Established in May 1969 at 72°57’54.18″ South, -3°47’47.25 West, Borga Base was a semi-permanent scientific research base operated by South Africa in Antarctica (1969-1976) located 350 kilometers (220 mi) south of South Africa’s primary Antarctic research station SANAE I
Borga Base was created with the support of Belgian aircraft during the International Geophisical Year and was inaugurated in 1969. Its main building was a Parcoll hut, a long hut with a semicircular frame resembling half a cylinder.
In the years of its operation (the main research activities of Borga Base were geological surveying and weather monitoring), expedition teams would attempt the traverse from SANAE to Borga Base using specialized tractors, though they were not always successful. In 1969, mechanic Gordon Mackie was the first casualty of South African Antarctic research when he fell to his death on the traverse between the two bases. In 1970, mechanical and weather difficulties forced the team to abandon their attempt to reach Borga. In 1971, mechanical issues once again prevented the team from reaching Borga Base so they created , another semi-permanent station (Grunehogna Base WAP ZAF-NEW), using a prefabricated hut.
WAP thanks immensely our friend Oliver F6EPN who, with the pubblication of the old QSL of ZS1AMB active from Borga Base in 1969, allowed us to complete the story of this Base been on the air, thanks to Chris Muir ZS6BCT (radio operator of the Borga Team expedition),
South Africa’s Borga Base operate by ZS1AMB Nov. 1969. (QSL via ZS6BBK) is listed on WAP-WADA Directory as WAP ZAF-Ø8.
TNX Olivier F6EPN for his great help
ANTARCTIC News Bulletin, pubblished by New Zealand Antarctic Society March, 1970 at page 387-388 reports:
Good use was made of South Africa’s new Borga Base, erected last year with the aid of Belgian aircraft during the joint summer expedition. The new base enables geologists to explore new areas and makes it possible to undertake research over a far greater area.

» What this exercise asks
- a) From the text on Borga Base, translate this sentence into Spanish: "Its main building was a Parcoll hut, a long hut with a semicircular frame resembling half a cylinder."
- b) Answer these questions from the text on Borga Base:
(i) What were the main research activities of the base?
(ii) Who was the radio operator of the Borga Team expedition?
(iii) Which organization published the ANTARCTIC News Bulletin?

» Given material
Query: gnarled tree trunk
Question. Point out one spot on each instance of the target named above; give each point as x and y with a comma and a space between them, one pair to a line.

» Answers given
- a) Su edificio principal era una cabaña Parcoll, una cabaña larga con una estructura semicircular que se asemejaba a medio cilindro.

- b)
(i) Geological surveying and weather monitoring
(ii) Chris Muir, ZS6BCT
(iii) The New Zealand Antarctic Society